§ WHAT IS EXPECTED
Set down exactly the stretch of lines below that opens at the line containing "Target: grey slate roof" and continues through the last line of the entries, and nothing else.

§ SUPPLIED MATERIAL

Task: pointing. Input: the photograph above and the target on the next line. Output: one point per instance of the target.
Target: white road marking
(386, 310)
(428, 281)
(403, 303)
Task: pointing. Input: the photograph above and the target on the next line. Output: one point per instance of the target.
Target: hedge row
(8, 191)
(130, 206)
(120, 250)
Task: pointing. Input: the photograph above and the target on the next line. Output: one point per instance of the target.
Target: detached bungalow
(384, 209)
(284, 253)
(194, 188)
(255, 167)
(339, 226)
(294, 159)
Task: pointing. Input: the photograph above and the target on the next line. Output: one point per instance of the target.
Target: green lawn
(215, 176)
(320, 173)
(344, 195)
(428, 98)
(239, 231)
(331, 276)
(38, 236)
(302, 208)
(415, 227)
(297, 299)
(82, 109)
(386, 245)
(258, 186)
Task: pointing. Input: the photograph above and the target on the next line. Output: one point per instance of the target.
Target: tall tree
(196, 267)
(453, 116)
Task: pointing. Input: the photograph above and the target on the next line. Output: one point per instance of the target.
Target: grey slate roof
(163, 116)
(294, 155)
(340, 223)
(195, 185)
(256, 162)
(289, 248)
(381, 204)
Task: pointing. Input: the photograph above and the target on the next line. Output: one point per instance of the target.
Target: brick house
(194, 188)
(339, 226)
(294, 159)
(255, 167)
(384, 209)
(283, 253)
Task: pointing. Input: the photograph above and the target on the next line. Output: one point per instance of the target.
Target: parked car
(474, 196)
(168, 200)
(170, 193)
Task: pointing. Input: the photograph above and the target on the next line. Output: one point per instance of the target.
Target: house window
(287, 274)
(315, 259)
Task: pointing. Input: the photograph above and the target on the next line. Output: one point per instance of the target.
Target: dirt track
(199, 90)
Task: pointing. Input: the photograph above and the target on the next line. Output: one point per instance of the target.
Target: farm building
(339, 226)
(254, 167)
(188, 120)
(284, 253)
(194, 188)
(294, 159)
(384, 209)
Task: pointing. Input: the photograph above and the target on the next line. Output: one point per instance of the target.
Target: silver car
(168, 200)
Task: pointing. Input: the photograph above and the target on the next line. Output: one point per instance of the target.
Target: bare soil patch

§ SOLUTION FOR THIS EXERCISE
Target: grey slate roof
(163, 116)
(294, 155)
(340, 223)
(195, 185)
(256, 162)
(289, 248)
(381, 204)
Task: pointing. Input: the photograph above and the target on the next line. Output: one point per instance of the target.
Target: brick house
(194, 188)
(339, 226)
(294, 159)
(255, 167)
(384, 209)
(283, 253)
Task: pointing. Input: the photograph above and the target on the next line. Output: one point per instance of the target.
Target: parked car
(474, 196)
(168, 200)
(170, 193)
Task: pointing. Input: the photograph above and the target on the next line. Output: one point per instance of the target.
Target: house window
(287, 274)
(315, 259)
Task: pointing. Input: the photograph above and the target on the next line. Output: one point per instance of the target.
Target: dirt track
(199, 90)
Task: pointing. Input: the photograph above and the target on the next line. Output: one point per instance of the target.
Target: farm building
(339, 226)
(254, 167)
(188, 120)
(284, 253)
(194, 188)
(294, 159)
(384, 209)
Task: pointing. Input: the photograph above and the target on the next line. Output: one point per instance of the target.
Target: silver car
(168, 200)
Task: pointing. Input: the photograph above and the target on the next line. Output: one point per instance of the target.
Target: bare soil patch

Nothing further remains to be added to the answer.